## Instructions for the task
Format the lines below as a Markdown table with the columns No and Line, from the line with "Each instance receives one keypoint. Mark the badlands" to the line with "(488, 1093)", both included. Number each row and leave out blank lines.

Dataset entries:
◆ ◆ ◆ ◆ ◆ ◆ ◆

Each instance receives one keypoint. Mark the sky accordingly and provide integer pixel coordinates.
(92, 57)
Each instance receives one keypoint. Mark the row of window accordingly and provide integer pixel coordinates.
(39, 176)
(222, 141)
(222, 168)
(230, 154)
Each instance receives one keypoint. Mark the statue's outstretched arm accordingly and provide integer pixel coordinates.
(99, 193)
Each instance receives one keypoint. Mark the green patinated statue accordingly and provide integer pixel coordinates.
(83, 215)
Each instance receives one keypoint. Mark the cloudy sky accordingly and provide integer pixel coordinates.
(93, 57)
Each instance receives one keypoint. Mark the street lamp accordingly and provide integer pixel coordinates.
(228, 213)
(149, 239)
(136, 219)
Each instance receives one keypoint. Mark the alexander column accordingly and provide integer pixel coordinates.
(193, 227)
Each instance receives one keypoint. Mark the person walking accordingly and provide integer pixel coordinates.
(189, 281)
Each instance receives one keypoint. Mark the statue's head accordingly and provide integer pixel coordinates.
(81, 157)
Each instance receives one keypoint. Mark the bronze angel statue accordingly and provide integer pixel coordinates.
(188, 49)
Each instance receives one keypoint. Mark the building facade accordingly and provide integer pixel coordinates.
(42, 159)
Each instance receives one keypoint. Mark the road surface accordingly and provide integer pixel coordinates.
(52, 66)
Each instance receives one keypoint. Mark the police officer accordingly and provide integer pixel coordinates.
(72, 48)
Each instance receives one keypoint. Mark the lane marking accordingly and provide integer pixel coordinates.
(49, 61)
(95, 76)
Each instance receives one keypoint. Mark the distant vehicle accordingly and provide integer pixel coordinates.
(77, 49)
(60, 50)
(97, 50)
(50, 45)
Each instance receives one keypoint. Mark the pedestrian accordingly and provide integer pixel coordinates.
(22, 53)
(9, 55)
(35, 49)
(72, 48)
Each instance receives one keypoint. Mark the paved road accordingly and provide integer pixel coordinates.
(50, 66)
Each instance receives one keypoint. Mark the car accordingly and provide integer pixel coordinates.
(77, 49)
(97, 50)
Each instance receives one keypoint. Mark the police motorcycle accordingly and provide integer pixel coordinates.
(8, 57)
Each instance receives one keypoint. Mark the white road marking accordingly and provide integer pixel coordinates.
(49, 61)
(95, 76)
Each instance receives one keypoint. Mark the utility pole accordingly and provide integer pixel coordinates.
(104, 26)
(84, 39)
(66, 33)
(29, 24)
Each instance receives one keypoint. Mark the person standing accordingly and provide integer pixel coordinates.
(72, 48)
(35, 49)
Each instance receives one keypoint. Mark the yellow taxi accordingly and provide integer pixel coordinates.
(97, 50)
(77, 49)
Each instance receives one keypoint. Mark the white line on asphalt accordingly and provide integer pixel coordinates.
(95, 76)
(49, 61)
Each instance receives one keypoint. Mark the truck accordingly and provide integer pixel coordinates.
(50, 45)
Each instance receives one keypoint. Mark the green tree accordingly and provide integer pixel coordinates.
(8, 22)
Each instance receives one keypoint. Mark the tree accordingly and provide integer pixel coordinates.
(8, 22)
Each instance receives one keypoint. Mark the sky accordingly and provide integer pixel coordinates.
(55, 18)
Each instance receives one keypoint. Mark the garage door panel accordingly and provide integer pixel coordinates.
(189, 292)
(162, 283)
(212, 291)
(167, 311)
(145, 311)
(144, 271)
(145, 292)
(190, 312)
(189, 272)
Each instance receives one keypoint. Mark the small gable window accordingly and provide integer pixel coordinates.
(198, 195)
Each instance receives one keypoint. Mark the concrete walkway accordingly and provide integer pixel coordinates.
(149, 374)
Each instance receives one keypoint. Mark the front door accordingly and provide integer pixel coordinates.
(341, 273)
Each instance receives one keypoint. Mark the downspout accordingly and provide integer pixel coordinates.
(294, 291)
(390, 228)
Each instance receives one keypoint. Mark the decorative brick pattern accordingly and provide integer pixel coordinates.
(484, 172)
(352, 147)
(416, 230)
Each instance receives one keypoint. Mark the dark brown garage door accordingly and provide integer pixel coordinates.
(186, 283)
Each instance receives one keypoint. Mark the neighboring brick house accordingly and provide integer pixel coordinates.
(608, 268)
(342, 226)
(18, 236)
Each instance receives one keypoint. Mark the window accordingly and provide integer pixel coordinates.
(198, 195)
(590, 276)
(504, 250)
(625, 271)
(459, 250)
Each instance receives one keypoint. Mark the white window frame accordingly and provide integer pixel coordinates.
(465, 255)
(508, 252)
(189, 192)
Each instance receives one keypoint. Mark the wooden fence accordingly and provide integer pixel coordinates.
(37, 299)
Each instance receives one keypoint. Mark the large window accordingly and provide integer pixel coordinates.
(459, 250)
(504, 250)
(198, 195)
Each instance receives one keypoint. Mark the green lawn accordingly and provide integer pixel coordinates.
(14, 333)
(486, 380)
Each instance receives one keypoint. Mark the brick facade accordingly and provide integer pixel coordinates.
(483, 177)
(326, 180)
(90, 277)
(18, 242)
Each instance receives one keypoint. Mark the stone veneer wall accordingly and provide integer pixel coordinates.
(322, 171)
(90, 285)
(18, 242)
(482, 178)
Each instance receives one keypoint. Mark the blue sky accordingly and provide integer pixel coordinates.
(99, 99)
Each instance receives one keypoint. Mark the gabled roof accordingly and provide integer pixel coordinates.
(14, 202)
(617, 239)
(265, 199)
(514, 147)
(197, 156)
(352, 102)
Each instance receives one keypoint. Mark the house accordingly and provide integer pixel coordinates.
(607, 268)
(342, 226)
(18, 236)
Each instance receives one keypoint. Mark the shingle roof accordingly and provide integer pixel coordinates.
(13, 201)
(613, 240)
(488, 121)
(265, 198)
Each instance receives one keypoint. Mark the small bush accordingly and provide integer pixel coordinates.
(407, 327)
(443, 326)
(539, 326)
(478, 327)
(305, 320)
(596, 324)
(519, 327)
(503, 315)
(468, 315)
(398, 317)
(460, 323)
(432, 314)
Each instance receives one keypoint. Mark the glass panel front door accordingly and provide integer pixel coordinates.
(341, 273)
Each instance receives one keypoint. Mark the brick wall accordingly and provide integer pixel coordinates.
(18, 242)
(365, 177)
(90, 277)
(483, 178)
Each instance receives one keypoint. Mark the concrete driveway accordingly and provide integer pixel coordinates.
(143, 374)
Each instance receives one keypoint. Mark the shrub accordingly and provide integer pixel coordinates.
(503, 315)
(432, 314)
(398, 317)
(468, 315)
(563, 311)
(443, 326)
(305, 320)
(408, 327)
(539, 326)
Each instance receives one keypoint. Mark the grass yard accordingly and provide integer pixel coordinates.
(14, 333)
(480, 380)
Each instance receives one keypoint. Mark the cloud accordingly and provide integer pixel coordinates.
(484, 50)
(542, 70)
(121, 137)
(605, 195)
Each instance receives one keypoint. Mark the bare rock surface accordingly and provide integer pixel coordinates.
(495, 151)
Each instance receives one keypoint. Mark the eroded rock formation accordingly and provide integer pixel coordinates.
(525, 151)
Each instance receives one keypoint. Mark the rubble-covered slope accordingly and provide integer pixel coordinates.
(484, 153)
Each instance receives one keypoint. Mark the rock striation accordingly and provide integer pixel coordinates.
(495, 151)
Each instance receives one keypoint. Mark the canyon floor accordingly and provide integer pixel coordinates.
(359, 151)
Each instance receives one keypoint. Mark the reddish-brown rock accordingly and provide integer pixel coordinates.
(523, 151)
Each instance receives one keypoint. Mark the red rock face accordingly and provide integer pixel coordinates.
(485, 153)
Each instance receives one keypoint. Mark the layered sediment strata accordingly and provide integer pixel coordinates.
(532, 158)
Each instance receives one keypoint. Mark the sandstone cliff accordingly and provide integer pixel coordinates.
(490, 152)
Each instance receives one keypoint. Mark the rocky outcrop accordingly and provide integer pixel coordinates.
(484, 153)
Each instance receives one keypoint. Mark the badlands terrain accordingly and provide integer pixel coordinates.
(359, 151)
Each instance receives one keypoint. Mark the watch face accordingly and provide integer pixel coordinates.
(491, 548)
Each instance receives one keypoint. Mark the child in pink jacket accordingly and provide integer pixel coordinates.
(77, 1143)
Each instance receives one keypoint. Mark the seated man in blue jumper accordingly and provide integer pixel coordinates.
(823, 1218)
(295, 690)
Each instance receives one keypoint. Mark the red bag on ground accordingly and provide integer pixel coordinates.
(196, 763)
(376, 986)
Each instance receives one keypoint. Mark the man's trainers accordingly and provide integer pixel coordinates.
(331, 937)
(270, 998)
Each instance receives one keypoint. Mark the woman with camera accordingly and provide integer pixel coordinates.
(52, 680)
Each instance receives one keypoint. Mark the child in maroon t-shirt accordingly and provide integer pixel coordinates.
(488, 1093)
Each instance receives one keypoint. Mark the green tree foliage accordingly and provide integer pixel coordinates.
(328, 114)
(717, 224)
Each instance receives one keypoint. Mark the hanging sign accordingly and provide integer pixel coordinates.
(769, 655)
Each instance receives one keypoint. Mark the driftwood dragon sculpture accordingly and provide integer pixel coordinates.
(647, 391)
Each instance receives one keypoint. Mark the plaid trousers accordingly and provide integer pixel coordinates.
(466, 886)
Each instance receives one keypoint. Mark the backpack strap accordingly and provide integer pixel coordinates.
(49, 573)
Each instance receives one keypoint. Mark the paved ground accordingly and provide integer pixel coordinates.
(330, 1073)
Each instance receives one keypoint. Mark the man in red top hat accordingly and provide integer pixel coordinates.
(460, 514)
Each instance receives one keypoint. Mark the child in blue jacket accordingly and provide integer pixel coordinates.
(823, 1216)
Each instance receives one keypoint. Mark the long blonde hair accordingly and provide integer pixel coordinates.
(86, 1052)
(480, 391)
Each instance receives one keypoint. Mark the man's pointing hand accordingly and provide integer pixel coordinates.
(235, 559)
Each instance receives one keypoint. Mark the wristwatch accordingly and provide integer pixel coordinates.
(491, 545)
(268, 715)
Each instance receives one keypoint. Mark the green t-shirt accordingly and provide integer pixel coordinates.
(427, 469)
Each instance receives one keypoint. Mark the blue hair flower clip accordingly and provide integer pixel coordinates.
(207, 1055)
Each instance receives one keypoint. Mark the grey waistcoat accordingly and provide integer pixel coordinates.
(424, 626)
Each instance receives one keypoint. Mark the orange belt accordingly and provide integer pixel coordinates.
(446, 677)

◆ ◆ ◆ ◆ ◆ ◆ ◆

## Written answer
| No | Line |
|---|---|
| 1 | Each instance receives one keypoint. Mark the badlands terrain accordingly and provide integer pixel coordinates. |
| 2 | (359, 151) |
| 3 | Each instance receives one keypoint. Mark the watch face accordingly and provide integer pixel coordinates. |
| 4 | (491, 548) |
| 5 | Each instance receives one keypoint. Mark the child in pink jacket accordingly and provide integer pixel coordinates. |
| 6 | (77, 1143) |
| 7 | Each instance receives one keypoint. Mark the seated man in blue jumper accordingly and provide integer pixel coordinates. |
| 8 | (823, 1218) |
| 9 | (295, 690) |
| 10 | Each instance receives one keypoint. Mark the red bag on ground accordingly and provide integer pixel coordinates. |
| 11 | (196, 763) |
| 12 | (376, 986) |
| 13 | Each instance receives one keypoint. Mark the man's trainers accordingly and provide integer pixel coordinates. |
| 14 | (331, 937) |
| 15 | (270, 998) |
| 16 | Each instance receives one keypoint. Mark the woman with camera accordingly and provide integer pixel coordinates. |
| 17 | (52, 680) |
| 18 | Each instance receives one keypoint. Mark the child in maroon t-shirt accordingly and provide integer pixel coordinates. |
| 19 | (488, 1093) |